_YOUR GOAL_
Write out, word for word, the part of the article below about the album Volume 3 starting with "On March 7, 2013, the" and going on through "streaming via Soundcloud.".

_EXERCISE PASSAGE_

####

Volume 3 is the fourth studio album by She & Him, a collaboration between M. Ward and actress Zooey Deschanel. It was released by Merge Records on May 7, 2013 in the United States and on May 13, 2013 by Double Six Records in the United Kingdom. On the album, there are eleven songs written by Deschanel and three cover songs.

On March 7, 2013, the song "Never Wanted Your Love" was released as a single. On April 10, 2013, the song "I Could've Been Your Girl" was released for streaming via Soundcloud.

Critical reception
Upon release, Volume 3 received positive acclaim from music critics. At Metacritic, which assigned a normalized rating out of 100 based on reviews from mainstream publications, the album has a score of 67 out of 100, indicating generally favorable reviews (based on 29 reviews). Gregory Heaney of Allmusic praised She and Him's "sunny, lovestruck sounds." Magnet stated that the album is "instantly likeable," and Dale Eisinger of Consequence of Sound commented that the album contains many "effortless and fully realized songs." However, while Rudy K. of Sputnikmusic praised, "the simplicity of the songs and the everyday romance they conjure," he also noted that at times the album "feels rote, a meticulous tastefulness that is pretty and nostalgic, yet largely uninteresting."

####

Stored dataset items
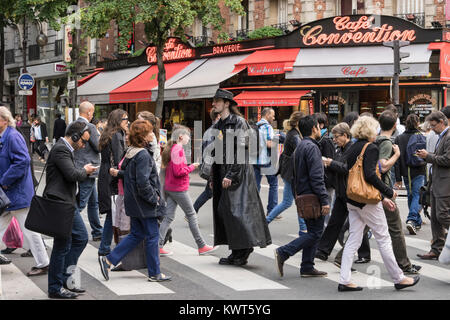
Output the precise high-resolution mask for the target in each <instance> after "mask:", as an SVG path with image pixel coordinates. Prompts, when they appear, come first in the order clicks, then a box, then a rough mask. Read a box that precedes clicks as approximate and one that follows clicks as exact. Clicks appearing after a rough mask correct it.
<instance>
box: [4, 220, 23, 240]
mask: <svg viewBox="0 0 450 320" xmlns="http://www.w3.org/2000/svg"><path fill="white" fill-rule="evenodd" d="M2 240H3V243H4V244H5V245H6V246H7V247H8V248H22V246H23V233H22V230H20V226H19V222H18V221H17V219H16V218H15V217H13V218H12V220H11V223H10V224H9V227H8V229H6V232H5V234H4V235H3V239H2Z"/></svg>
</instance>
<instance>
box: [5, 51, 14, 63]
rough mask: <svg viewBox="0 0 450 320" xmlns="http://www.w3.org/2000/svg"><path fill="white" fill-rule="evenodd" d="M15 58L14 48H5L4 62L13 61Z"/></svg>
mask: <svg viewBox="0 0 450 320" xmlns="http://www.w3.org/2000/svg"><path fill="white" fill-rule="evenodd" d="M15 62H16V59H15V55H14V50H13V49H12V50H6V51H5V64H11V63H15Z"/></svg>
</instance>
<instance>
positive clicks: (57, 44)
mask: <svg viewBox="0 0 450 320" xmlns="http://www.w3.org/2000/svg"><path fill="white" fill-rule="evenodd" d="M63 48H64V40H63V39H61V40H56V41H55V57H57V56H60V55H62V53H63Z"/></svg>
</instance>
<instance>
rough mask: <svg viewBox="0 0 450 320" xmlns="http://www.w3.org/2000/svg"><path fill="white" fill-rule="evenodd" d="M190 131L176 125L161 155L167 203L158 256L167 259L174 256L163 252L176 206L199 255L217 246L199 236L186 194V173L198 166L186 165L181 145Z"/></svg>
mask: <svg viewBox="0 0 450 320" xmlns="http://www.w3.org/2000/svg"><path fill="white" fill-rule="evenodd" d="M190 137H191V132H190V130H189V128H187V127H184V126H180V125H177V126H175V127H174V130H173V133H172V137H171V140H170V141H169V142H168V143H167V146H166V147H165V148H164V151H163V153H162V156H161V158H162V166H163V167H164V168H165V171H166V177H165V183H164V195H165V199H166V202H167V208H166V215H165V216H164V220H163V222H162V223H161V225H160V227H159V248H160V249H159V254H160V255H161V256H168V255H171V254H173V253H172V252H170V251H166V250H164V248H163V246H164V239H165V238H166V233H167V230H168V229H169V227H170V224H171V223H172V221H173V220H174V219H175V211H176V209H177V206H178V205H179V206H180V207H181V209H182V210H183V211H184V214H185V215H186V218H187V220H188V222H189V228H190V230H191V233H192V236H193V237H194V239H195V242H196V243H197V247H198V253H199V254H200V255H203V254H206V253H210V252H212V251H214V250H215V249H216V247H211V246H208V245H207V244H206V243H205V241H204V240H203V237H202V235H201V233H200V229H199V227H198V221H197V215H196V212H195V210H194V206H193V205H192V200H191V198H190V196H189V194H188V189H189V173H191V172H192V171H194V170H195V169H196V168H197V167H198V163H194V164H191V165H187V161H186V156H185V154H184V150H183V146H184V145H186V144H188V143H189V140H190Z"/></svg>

####

_TASK OUTPUT_
On March 7, 2013, the song "Never Wanted Your Love" was released as a single. On April 10, 2013, the song "I Could've Been Your Girl" was released for streaming via Soundcloud.